§ Description of the task: According to the text on ancient Roman music, about how many deciphered examples of Greek musical notation exist?

Ancient Roman Music In a discussion of any ancient music, non-specialists and even many musicians have to be reminded that much of what makes our modern music familiar to us is the result of developments only within the last 1,000 years; thus, our ideas of melody, scales, harmony, and even the instruments we use would not be familiar to Romans who made and listened to music many centuries earlier.

Contents

General Characteristics of Roman Music

As strange as it seems, we know less about the music of ancient Rome than we do about the music of ancient Greece. There are a number of at least partially extant sources on the music of the Greeks. For example, much is known about the theories of Pythagoras and Aristoxenus (some of it from Greek sources and some through the writings of later Roman authors), and there exist about 40 deciphered examples of Greek musical notation. There is very little such material on the music of the Romans. There are various reasons for this, one of which is that early fathers of the Christian church were aghast at the music of theater, festivals, and pagan religion and supressed it once Christianity became the official religion of the Roman empire.[1]

The Romans are not said to have been particularly creative or original when it came to music. They did not attach any spiritual ethos to music, as did the Greeks [2]. Yet, if the Romans admired Greek music as much as they admired everything else about Greek culture, then it is safe to say that Roman music was mostly monophonic (that is, single melodies with no harmony) and that the melodies were based on an elaborate system of scales (called "modes"). Also, the rhythms of sung music followed the natural meter of the words.[3]

There were also other, non-Greek influences on Roman culture--from the Etruscans, for example, and, with imperial expansion, from the Middle Eastern and African sections of the empire [4]. Thus, there were, no doubt, elements of Roman music that were native Italian as well as non-European; the exact nature of these elements is unclear.

§ Excerpt from a dataset:
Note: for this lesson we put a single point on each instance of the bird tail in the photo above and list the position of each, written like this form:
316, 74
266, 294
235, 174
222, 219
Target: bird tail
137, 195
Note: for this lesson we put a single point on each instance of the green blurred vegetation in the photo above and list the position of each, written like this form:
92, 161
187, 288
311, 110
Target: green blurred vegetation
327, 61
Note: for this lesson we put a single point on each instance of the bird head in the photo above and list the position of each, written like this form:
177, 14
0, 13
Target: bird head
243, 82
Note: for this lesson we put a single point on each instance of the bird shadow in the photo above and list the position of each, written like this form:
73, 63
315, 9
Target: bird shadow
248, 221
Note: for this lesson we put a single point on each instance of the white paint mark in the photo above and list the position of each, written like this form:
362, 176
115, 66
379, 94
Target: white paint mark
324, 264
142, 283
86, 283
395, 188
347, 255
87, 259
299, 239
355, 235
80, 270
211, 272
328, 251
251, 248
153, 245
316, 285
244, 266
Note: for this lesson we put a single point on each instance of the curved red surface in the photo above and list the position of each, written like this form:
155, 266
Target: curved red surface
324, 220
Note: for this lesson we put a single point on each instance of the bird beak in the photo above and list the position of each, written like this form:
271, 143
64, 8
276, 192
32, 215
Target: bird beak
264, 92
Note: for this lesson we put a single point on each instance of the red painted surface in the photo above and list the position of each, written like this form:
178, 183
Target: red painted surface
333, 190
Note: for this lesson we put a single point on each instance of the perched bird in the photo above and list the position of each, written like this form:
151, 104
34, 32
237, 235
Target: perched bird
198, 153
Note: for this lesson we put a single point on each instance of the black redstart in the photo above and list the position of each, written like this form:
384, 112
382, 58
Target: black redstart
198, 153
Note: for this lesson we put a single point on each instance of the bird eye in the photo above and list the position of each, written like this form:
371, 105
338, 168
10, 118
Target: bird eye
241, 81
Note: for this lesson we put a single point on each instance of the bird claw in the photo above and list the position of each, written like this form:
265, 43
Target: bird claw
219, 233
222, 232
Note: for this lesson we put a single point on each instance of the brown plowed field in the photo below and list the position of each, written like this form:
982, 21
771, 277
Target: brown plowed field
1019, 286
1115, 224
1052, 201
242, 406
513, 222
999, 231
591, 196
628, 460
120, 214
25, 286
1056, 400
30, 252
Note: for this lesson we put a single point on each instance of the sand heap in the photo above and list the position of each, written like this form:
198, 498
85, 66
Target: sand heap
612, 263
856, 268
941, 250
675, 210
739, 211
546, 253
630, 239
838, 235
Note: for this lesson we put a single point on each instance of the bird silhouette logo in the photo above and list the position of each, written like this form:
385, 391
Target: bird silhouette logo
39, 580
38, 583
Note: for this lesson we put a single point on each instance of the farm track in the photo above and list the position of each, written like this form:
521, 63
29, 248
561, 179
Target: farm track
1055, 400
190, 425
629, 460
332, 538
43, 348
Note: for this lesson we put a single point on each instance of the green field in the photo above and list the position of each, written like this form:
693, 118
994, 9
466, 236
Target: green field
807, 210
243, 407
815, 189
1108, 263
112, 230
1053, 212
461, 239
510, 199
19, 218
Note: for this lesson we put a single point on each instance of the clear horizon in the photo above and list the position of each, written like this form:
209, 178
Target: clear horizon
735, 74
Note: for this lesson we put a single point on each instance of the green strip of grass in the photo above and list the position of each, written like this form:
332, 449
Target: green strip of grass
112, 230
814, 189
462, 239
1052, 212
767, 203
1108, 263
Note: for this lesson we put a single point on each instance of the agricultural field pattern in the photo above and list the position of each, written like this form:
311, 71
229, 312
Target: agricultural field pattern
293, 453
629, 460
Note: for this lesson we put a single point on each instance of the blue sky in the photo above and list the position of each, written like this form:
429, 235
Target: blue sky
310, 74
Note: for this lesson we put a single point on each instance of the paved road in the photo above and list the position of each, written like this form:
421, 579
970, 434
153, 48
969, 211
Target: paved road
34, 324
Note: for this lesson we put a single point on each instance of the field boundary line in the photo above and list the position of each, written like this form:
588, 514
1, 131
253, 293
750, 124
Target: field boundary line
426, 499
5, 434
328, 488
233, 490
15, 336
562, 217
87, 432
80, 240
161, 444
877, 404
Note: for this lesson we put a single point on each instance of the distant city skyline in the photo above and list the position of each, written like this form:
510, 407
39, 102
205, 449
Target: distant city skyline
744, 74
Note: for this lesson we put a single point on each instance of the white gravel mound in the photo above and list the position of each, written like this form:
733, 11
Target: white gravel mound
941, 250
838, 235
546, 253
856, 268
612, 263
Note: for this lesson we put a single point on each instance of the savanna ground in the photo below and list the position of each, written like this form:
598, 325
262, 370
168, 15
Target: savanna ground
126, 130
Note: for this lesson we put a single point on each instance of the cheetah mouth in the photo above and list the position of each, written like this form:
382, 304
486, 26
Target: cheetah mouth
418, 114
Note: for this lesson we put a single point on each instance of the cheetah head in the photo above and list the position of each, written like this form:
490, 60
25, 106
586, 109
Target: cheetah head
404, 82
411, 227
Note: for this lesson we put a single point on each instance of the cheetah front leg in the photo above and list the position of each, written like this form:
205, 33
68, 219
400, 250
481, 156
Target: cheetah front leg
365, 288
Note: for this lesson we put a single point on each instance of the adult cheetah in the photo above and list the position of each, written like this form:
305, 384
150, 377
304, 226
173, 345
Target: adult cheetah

§ Complete output: About 40.